== DAFTAR TUGAS ==
1 – Sebutkan semua nama orang yang disebut secara langsung dalam kutipan tentang bangsa Yahudi.
2 – Tolong ubah entri dari baris yang memuat "Where is each instance of the rickshaw" sampai baris yang memuat "point(126, 125)" menjadi CSV dua kolom, perintah dan jawaban, dengan satu baris untuk setiap entri. Tempatkan masing-masing nilai dalam satu field berkutip dan ganti setiap pergantian baris dengan spasi.

____ KUTIPAN DOKUMEN

Bangsa Yahudi mengalami krisis berkepanjangan sejak diusir Nebukadnezar dari Babilonia hingga dicabik cabik pedang inkuisisi Katholik Spanyol, namun mereka mendapatkan pelajaran berharga: membentuk watak tangguh agar senantiasa mengasah akal pikirannya untuk survive. Adanya keyakinan kuat terhadap melleniarisme dan messianisme (keyakinan banwa setiap 1000 tahun ada kuasa Tuhan dengan kedatangan Messiah yang dijanjikan pada kaum Yahudi) yang membuat mereka tak goyah menghadapi penderitaan.
Dalam buku ‘Yahudi mengapa mereka berprestasi’ karya Toto Tasmara merepresentasikan adanya sosok mistikus Kabbala Lurianic dan Shabti Zevi yang diyakini sebagai messiah. Sosok tersebut sangat memotivasi kaum Yahudi sebagaimana dijamin Talmud. Hal ini mengindikasikan bahwa segala sesuatu harus beralasan dan harus ada tindakan. Tindakan hanya efektif bila disertai kemampuan kecerdasan. Tradisi oral Ibrani menjadi elemen kuat dalam system Masonic. Tradisi mistik Kabbala lahir dari kegetiran hidup, yang merupakan prasyarat kehadiran Tuhan di muka bumi. Cara yang digunakan yakni Tzimtzum, melakukan pengosongan diri agar mencapai Shekinah. Hidup penuh dengan penderitaan adalah alasan akan datangnya sang messiah, yang harus disambut dengan persiapan matang. Untuk itu kaum Yahudi harus menguasai dunia terlebih dahulu.

________
____ DATA ENTRI

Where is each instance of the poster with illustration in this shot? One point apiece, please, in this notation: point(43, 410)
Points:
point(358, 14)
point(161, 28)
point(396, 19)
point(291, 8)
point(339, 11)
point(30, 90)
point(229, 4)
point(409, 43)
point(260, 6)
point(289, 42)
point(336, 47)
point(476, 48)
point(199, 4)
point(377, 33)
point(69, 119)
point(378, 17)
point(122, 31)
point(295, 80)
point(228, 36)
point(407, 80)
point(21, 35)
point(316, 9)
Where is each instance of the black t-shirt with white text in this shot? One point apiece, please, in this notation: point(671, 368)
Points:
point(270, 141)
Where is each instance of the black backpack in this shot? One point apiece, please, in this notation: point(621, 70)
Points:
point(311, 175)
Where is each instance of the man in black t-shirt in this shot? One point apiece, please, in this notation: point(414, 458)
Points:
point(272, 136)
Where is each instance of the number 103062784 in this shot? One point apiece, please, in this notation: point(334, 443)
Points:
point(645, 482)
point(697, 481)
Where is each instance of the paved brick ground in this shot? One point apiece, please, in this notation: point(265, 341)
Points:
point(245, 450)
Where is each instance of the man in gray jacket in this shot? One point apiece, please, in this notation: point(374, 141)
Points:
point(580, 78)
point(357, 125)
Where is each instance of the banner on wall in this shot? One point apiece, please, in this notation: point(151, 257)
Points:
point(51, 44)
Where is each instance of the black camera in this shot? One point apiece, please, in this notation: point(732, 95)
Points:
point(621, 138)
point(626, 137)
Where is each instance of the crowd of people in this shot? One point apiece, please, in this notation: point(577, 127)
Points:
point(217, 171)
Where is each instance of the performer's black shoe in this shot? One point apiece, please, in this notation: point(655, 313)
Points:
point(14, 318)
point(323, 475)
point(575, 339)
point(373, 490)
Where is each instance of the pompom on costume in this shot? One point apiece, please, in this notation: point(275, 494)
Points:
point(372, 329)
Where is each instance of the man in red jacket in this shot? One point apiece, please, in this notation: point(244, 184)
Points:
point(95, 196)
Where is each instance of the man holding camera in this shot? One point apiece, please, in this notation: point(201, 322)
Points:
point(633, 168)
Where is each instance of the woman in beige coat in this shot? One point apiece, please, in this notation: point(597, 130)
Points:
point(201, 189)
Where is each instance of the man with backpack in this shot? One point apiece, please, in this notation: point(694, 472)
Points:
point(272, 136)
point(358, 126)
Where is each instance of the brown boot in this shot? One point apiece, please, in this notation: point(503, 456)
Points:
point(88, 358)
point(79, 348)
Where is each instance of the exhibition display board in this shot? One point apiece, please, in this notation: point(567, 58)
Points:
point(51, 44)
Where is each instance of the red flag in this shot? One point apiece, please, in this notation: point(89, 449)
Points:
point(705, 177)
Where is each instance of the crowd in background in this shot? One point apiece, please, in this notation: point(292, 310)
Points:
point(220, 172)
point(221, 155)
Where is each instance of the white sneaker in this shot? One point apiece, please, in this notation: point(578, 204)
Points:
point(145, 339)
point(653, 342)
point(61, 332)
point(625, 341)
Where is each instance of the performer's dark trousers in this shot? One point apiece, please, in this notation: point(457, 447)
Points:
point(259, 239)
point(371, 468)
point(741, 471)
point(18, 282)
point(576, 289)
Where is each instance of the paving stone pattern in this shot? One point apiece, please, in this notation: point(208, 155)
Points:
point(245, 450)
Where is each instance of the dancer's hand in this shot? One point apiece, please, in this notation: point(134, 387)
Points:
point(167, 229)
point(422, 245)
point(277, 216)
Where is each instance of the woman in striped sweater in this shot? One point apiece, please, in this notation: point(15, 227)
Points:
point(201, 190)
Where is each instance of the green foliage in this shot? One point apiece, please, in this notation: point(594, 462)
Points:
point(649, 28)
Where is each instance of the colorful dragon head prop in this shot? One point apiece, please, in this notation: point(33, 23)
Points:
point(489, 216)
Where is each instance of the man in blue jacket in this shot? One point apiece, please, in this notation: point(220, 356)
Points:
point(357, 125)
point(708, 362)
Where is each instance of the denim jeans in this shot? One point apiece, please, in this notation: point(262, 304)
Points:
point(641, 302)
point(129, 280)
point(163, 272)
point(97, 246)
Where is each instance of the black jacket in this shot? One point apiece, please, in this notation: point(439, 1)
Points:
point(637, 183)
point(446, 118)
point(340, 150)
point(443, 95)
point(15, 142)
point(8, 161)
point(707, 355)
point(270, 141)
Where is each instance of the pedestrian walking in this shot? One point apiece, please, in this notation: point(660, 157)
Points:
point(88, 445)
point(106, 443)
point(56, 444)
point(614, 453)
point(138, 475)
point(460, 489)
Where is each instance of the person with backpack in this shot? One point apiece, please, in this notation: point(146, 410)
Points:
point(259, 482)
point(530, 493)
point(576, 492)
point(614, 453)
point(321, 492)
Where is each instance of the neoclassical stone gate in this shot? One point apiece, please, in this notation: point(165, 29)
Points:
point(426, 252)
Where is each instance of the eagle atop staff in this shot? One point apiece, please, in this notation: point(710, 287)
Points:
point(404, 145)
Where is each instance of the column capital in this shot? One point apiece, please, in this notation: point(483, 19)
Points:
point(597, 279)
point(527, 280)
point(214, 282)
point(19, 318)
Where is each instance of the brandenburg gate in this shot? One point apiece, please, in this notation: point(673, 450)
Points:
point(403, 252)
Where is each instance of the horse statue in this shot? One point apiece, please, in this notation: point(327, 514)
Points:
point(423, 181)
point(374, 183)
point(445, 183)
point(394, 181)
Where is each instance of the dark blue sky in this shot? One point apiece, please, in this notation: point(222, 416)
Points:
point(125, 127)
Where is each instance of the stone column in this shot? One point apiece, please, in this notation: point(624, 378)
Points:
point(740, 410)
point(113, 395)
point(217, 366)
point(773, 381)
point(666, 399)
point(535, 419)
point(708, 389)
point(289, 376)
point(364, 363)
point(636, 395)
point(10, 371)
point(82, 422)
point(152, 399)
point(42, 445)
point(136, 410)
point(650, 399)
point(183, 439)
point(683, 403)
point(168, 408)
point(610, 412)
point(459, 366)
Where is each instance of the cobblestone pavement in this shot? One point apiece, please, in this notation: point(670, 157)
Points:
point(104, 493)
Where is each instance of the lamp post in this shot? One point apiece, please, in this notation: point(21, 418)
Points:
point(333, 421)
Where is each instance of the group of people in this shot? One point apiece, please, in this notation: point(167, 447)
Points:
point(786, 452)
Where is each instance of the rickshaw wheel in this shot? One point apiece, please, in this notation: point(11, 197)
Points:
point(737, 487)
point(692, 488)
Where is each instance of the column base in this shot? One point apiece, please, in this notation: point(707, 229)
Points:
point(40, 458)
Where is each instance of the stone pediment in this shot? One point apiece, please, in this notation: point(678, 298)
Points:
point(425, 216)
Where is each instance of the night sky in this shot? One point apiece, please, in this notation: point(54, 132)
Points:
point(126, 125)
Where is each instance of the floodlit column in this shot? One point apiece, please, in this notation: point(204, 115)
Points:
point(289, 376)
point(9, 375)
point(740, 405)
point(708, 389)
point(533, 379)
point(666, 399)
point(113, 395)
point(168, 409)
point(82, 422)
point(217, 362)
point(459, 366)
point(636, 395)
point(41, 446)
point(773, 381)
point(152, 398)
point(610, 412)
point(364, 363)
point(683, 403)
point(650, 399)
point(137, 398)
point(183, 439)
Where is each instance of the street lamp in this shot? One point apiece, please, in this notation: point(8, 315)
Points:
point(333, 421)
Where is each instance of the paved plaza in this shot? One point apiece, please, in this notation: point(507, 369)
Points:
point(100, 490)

________

== KUNCI JAWABAN ==
1 – Nebukadnezar, Toto Tasmara, Shabti Zevi

2 –
perintah,jawaban
"Where is each instance of the rickshaw wheel in this shot? One point apiece, please, in this notation: point(11, 197) Points:","point(737, 487) point(692, 488)"
"Where is each instance of the column base in this shot? One point apiece, please, in this notation: point(707, 229) Points:","point(40, 458)"
"Where is each instance of the stone pediment in this shot? One point apiece, please, in this notation: point(678, 298) Points:","point(425, 216)"
"Where is each instance of the night sky in this shot? One point apiece, please, in this notation: point(54, 132) Points:","point(126, 125)"